Goal:
Return only the line that contains "Where can you find the man in black" and each line after it, through the last line of the data below, copied exactly.

Given data:
►

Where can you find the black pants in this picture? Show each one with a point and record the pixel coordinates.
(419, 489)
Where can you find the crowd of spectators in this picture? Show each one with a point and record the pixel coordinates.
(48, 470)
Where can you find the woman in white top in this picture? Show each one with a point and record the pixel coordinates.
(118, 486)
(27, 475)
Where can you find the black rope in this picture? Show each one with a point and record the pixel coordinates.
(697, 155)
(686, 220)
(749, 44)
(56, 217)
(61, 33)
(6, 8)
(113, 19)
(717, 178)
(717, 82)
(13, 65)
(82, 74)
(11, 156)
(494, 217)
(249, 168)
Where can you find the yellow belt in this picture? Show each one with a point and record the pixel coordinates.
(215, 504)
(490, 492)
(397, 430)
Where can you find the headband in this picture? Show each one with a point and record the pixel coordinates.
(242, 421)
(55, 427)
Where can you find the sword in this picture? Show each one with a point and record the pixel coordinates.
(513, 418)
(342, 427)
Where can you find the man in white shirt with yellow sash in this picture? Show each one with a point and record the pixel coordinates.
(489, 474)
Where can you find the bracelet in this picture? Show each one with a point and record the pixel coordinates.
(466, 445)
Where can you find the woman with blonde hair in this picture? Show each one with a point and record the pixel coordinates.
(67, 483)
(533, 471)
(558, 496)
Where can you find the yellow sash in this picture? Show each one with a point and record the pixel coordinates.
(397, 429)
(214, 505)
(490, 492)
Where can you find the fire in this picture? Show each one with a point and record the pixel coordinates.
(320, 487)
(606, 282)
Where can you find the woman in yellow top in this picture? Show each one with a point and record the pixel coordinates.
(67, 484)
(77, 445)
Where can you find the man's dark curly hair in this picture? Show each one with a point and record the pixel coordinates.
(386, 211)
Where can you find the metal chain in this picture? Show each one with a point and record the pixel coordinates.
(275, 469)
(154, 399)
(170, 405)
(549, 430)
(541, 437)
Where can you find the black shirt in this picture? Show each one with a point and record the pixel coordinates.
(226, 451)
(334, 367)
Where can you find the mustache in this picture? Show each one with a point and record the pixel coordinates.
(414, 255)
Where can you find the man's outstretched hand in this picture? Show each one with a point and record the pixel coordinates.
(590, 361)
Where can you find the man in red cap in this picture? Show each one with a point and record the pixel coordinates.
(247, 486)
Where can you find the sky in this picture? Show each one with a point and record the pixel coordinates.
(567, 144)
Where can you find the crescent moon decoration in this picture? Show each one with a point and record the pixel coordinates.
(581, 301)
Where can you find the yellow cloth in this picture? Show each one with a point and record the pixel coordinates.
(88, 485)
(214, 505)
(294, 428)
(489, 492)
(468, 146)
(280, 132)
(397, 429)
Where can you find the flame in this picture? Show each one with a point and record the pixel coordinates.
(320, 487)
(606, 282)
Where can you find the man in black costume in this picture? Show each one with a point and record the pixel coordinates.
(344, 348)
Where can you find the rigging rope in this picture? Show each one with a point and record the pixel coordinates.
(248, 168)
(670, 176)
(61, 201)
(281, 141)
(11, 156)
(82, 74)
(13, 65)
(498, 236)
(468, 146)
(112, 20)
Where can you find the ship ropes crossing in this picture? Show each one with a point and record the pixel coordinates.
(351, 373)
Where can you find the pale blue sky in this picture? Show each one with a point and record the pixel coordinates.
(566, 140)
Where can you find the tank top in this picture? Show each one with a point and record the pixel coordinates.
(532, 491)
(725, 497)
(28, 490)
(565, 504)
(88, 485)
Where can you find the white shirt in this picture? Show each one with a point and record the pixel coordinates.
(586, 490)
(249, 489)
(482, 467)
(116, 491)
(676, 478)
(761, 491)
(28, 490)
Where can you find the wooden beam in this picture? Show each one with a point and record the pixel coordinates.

◄

Complete answer:
Where can you find the man in black costume in this picture? Show each one with a point and record the pixel coordinates.
(344, 348)
Where can you find the rigging rope in this picture? Show each one with a point and record the pixel coordinates.
(248, 168)
(670, 176)
(61, 201)
(281, 141)
(11, 156)
(82, 74)
(13, 65)
(498, 236)
(468, 146)
(112, 20)
Where can you find the ship ropes crossing in this picture? Show each one with a point and record the pixel coordinates.
(351, 373)
Where can you find the pale blue sky in this picture? Show each one with a point and record the pixel coordinates.
(566, 140)
Where can you find the tank top in this picture? Show each one with a point and record the pixel coordinates.
(532, 491)
(725, 497)
(28, 490)
(565, 504)
(88, 485)
Where can you find the white shirt in this picture? Show each one with a point and record the pixel coordinates.
(586, 490)
(249, 489)
(482, 467)
(116, 491)
(676, 478)
(761, 491)
(28, 490)
Where can you find the wooden beam in this picture? Show each one with a point and record the pixel coordinates.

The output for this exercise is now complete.